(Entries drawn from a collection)
◇ ◇ ◇ ◇ ◇

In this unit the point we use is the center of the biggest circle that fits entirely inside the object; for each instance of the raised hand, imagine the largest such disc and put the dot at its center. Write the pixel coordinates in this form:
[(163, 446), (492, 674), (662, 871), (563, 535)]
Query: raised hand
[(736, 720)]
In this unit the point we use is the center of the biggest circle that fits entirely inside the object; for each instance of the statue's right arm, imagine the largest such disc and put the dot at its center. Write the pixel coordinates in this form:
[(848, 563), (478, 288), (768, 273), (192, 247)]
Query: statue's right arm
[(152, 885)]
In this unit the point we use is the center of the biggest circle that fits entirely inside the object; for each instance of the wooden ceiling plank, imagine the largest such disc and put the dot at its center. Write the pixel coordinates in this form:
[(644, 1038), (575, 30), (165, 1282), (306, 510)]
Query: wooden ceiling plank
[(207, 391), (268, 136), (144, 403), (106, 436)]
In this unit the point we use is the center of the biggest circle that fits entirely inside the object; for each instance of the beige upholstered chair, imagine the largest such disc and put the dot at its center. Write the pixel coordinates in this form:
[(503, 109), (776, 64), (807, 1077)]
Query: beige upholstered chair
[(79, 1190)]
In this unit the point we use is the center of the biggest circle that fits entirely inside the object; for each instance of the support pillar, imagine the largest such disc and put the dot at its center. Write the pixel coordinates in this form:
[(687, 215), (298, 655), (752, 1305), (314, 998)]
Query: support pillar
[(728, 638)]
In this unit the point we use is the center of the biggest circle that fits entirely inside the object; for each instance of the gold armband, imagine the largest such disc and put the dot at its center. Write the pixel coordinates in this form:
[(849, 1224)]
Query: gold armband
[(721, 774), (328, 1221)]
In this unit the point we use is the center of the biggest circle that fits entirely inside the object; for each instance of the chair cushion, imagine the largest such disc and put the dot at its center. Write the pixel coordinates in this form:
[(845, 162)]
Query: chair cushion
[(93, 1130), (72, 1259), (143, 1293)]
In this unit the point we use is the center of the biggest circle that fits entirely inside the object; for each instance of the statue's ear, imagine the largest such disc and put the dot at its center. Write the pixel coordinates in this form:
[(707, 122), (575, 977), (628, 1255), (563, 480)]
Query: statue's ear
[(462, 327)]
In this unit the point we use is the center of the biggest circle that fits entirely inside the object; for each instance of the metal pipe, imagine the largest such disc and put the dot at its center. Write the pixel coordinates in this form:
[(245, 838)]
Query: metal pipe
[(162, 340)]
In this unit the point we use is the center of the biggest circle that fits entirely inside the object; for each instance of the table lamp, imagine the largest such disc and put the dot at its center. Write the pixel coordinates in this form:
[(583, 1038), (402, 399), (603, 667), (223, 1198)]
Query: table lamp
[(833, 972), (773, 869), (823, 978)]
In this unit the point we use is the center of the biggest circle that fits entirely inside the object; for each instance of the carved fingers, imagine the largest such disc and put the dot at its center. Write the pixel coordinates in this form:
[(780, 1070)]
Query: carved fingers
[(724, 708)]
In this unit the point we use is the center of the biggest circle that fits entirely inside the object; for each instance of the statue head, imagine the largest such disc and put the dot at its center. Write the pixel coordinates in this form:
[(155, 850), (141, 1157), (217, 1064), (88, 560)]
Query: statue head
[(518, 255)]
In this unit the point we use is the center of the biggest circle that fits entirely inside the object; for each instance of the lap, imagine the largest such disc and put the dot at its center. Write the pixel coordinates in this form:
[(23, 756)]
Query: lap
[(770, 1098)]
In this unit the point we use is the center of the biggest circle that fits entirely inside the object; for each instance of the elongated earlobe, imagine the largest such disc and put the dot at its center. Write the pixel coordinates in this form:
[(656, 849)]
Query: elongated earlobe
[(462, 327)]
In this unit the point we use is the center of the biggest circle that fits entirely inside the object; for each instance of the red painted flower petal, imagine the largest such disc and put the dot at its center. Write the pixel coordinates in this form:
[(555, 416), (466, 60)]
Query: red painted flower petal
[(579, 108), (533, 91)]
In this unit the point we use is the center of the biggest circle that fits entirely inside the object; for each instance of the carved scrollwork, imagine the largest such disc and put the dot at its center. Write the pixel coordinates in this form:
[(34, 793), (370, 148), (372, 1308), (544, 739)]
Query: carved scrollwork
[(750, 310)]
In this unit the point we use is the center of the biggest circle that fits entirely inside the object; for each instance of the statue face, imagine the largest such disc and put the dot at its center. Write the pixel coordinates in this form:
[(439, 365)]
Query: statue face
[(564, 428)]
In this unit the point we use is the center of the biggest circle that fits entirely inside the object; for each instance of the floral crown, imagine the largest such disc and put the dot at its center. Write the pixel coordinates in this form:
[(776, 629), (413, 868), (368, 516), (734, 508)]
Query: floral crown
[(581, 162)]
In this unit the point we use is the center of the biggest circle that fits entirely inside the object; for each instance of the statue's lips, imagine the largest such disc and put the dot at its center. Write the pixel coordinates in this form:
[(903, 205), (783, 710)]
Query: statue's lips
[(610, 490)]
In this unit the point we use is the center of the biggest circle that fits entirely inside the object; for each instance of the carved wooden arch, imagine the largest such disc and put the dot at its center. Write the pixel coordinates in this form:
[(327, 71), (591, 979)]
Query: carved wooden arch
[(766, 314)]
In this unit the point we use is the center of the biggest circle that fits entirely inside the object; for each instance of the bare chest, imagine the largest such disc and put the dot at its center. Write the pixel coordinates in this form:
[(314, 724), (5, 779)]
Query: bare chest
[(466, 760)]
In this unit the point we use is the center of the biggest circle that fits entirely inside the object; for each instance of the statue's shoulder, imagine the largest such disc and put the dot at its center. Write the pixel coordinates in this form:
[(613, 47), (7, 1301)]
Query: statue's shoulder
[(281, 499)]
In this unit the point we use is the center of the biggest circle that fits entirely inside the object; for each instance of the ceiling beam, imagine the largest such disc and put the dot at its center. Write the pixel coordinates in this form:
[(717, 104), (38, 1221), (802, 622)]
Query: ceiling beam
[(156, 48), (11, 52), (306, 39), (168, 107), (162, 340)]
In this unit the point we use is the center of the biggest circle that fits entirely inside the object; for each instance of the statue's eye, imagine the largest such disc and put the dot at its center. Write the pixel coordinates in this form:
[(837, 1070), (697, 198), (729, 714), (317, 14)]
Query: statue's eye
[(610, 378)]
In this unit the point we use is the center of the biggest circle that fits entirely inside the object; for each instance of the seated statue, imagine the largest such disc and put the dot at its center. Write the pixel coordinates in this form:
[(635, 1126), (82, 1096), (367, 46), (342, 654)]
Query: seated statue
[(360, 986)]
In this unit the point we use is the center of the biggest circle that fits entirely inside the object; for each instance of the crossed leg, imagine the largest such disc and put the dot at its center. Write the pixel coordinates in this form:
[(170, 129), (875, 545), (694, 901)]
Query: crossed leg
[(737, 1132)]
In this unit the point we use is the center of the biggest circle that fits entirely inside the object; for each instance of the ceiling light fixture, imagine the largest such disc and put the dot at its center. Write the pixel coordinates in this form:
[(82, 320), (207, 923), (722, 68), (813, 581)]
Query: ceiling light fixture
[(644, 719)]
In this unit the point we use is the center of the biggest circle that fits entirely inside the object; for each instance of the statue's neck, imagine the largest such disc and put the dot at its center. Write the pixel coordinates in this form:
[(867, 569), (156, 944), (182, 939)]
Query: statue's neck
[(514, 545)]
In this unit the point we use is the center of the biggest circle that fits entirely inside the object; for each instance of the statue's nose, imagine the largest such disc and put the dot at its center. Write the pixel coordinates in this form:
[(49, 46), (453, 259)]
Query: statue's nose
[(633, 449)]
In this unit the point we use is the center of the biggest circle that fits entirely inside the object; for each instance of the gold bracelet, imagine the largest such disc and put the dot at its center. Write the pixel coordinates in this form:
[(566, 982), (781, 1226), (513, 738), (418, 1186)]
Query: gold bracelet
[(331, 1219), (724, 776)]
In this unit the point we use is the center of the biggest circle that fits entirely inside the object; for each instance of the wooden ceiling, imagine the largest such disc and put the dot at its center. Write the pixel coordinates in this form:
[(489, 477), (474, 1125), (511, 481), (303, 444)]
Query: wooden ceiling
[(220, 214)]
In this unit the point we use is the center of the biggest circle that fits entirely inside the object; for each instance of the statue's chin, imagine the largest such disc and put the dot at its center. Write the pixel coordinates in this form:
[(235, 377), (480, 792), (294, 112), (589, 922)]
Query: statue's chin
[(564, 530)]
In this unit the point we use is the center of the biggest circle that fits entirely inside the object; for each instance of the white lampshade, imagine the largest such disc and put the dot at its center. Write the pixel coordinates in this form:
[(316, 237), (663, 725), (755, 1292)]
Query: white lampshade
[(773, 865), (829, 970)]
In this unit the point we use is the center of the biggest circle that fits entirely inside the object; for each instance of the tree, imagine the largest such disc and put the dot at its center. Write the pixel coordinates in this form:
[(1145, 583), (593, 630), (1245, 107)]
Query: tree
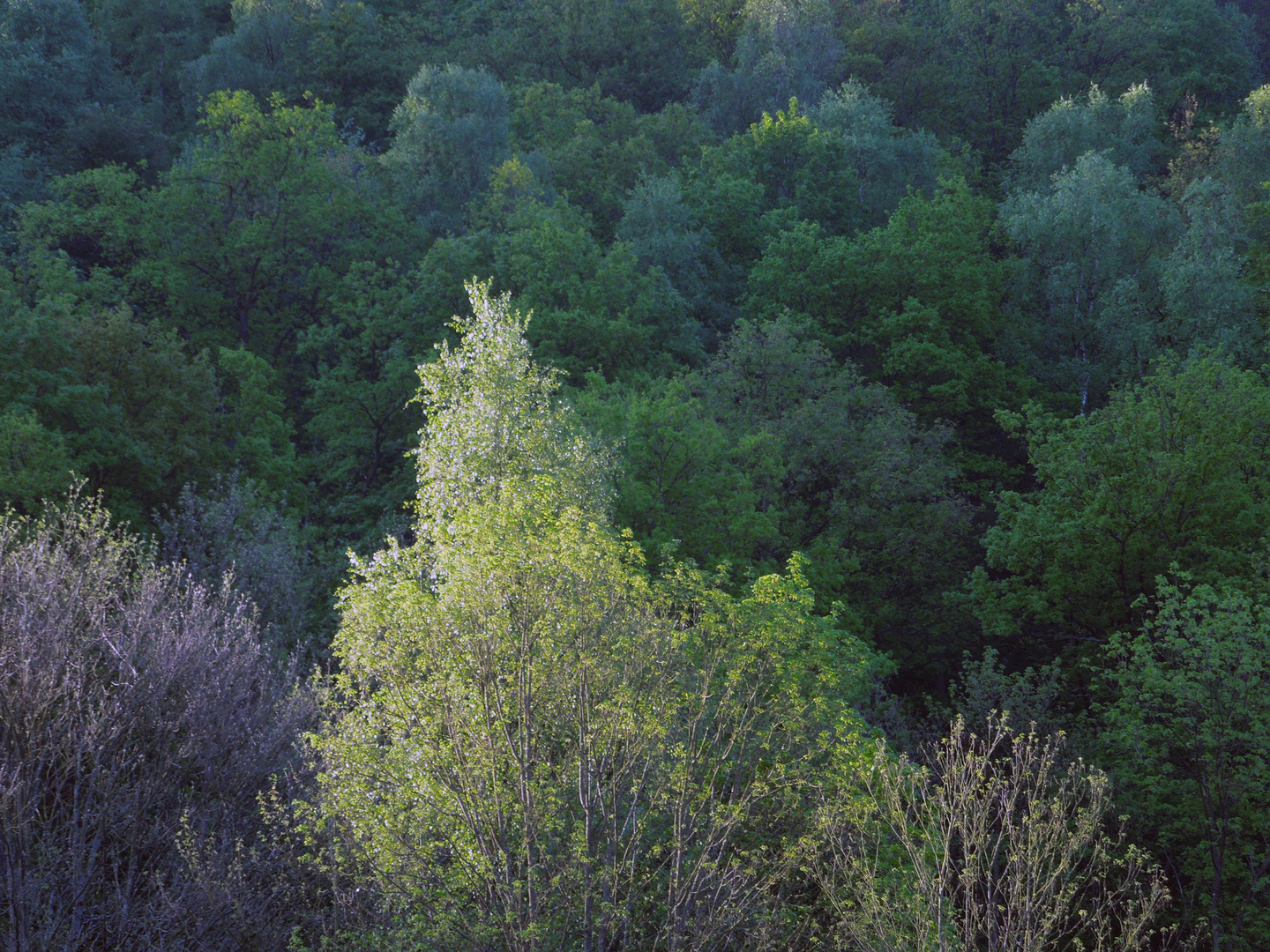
[(1189, 730), (1096, 245), (997, 845), (122, 403), (918, 306), (539, 747), (889, 160), (1124, 131), (785, 51), (1175, 469), (775, 449), (451, 132)]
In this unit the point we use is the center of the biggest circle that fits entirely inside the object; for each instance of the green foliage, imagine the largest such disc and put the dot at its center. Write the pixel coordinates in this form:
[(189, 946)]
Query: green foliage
[(784, 51), (773, 449), (803, 170), (1124, 131), (918, 306), (452, 130), (116, 400), (998, 844), (365, 354), (889, 161), (348, 54), (1096, 245), (1191, 735), (36, 465), (1177, 469), (596, 149), (141, 721), (560, 750)]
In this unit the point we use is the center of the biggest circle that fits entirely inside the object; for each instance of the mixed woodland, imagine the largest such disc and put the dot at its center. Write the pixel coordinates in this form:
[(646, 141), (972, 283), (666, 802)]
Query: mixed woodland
[(620, 475)]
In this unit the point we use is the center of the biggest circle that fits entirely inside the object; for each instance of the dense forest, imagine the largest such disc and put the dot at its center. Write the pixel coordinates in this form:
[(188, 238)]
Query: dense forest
[(629, 475)]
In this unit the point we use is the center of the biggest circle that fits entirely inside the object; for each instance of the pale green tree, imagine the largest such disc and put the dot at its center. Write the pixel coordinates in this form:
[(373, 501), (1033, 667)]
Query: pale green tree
[(537, 747)]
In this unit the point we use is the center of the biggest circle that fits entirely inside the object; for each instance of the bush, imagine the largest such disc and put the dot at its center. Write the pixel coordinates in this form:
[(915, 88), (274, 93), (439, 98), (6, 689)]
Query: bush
[(140, 724)]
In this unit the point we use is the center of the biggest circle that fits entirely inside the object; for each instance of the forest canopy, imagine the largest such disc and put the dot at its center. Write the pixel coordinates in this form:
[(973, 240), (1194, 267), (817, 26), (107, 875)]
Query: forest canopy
[(634, 473)]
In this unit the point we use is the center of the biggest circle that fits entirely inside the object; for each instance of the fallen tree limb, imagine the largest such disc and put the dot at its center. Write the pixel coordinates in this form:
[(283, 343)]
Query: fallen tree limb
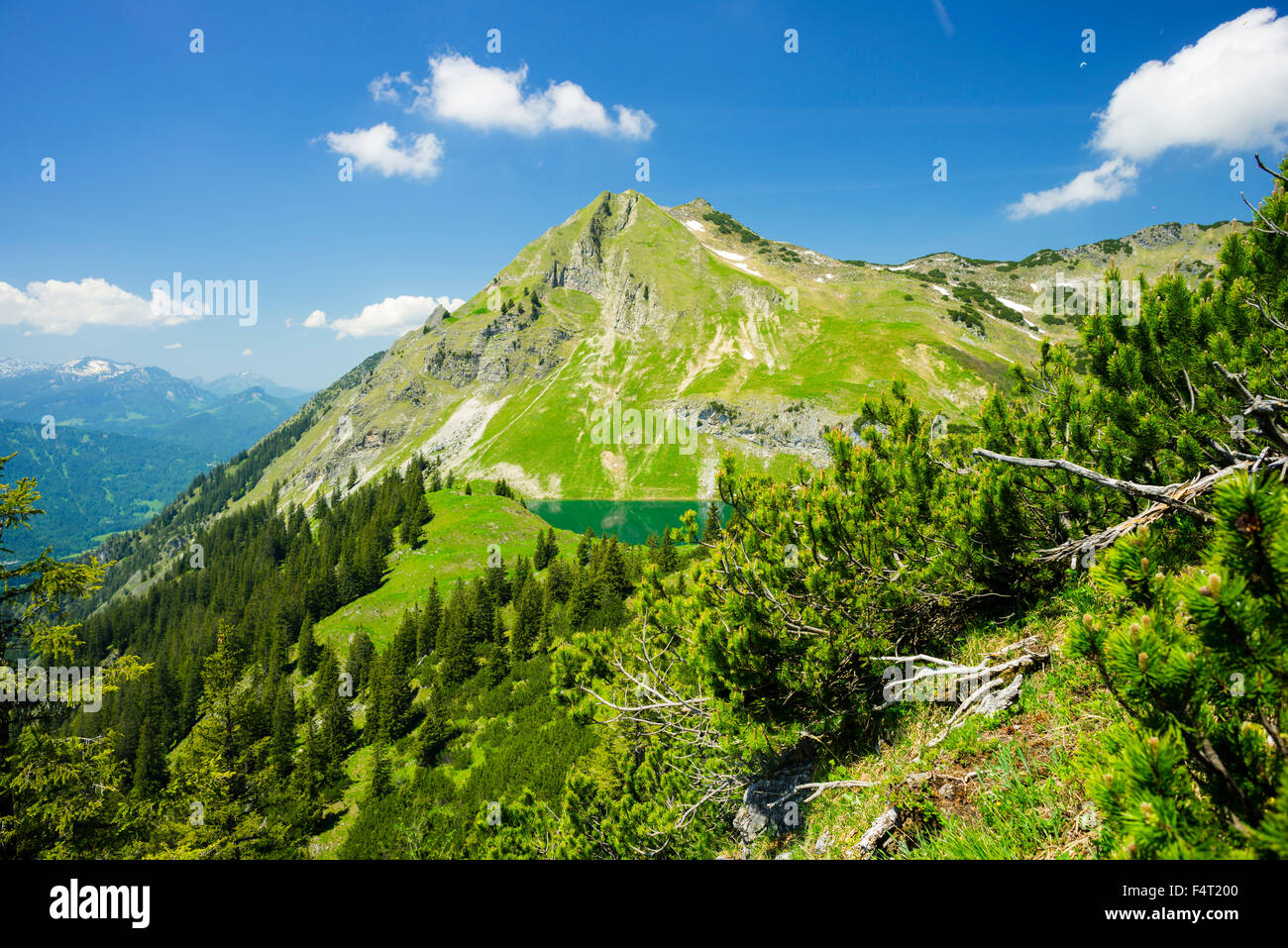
[(1188, 491), (1153, 492)]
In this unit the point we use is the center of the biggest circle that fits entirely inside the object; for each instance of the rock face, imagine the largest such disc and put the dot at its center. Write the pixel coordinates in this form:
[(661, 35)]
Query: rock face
[(772, 805)]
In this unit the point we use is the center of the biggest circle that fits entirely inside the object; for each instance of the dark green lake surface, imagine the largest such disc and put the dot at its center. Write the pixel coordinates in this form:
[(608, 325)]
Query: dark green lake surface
[(630, 519)]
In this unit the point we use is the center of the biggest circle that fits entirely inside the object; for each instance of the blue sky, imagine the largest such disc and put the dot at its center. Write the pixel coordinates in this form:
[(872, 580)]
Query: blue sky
[(219, 163)]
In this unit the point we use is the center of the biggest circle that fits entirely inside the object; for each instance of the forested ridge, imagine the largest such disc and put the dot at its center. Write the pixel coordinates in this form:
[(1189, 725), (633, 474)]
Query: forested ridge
[(1111, 540)]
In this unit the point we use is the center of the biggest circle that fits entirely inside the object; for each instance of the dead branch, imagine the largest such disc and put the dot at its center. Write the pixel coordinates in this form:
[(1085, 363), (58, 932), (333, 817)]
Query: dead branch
[(1153, 492), (1188, 491)]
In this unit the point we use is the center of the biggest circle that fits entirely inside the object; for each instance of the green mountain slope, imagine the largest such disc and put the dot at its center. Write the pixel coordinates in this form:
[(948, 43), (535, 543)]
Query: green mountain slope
[(761, 343), (627, 301)]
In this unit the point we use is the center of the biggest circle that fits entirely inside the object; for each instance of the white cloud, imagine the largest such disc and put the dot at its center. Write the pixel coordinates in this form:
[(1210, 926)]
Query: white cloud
[(382, 86), (390, 317), (1228, 90), (944, 22), (487, 97), (1225, 91), (384, 151), (63, 307), (1107, 183)]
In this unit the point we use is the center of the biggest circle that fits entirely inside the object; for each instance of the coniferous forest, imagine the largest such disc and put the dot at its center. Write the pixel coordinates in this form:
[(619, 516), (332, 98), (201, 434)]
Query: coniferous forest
[(1113, 544), (505, 458)]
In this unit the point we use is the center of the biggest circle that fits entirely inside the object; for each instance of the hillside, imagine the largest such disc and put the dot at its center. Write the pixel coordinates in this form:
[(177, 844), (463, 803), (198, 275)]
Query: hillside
[(684, 309)]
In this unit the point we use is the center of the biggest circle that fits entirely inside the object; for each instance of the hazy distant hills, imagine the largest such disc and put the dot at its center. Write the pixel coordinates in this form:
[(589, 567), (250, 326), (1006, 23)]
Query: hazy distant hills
[(125, 440), (686, 309), (241, 381)]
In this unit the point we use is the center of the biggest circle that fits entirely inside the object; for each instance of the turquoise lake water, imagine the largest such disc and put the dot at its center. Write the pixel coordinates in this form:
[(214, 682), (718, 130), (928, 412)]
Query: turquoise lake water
[(630, 519)]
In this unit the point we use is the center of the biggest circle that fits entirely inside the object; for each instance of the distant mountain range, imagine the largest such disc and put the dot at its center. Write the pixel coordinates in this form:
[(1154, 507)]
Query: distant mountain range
[(241, 381), (632, 307), (127, 438)]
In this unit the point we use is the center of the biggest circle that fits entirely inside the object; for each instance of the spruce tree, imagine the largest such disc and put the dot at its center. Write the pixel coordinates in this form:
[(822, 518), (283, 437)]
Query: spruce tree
[(309, 648)]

◇ ◇ ◇ ◇ ◇

Directions for this task: Reproduce verbatim the lines of the entries above, from the line containing "gold bracelet, imagine" through the line containing "[(564, 530)]", both lines included.

Exercise solution:
In this unit the point we use is the center of the biggest circle that fits entirely inside the object; for each instance of the gold bracelet, imagine the largest such disc and put the dot at its center. Write the pixel coordinates in this form:
[(566, 982), (781, 1226), (513, 738), (418, 1186)]
Query: gold bracelet
[(331, 1219), (724, 776)]
In this unit the point we use is the center of the biggest circle that fits entirely inside the object; for each instance of the wooden ceiling, imagine the largest such disc and put the dot at its center. Write the pixel coordinates in this form:
[(489, 477), (474, 1125), (511, 481), (303, 444)]
Query: wooden ceiling
[(220, 214)]
In this unit the point we use is the center of the biggest circle that fits entirely inside the object; for each instance of the statue's chin, imagine the largest such disc and put the dot at its center. Write the pixel coordinates in this form:
[(235, 377), (480, 792), (294, 112), (589, 922)]
Query: statue's chin
[(564, 530)]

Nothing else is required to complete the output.